- What to produce
Please write out the records exactly.

(Extracted data entries)
********

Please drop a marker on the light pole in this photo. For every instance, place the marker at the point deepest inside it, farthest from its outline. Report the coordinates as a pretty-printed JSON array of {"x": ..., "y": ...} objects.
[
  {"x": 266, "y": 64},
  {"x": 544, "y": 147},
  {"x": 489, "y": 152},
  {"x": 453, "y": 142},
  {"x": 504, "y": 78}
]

********

- Exercise response
Please drop a marker on the light pole in this photo. For every instance, place the marker at the point deepest inside it, farthest from its outline. Report the coordinates as a pretty-printed JSON array of {"x": ..., "y": ...} objects.
[
  {"x": 266, "y": 64},
  {"x": 544, "y": 147},
  {"x": 489, "y": 152},
  {"x": 453, "y": 142},
  {"x": 504, "y": 78}
]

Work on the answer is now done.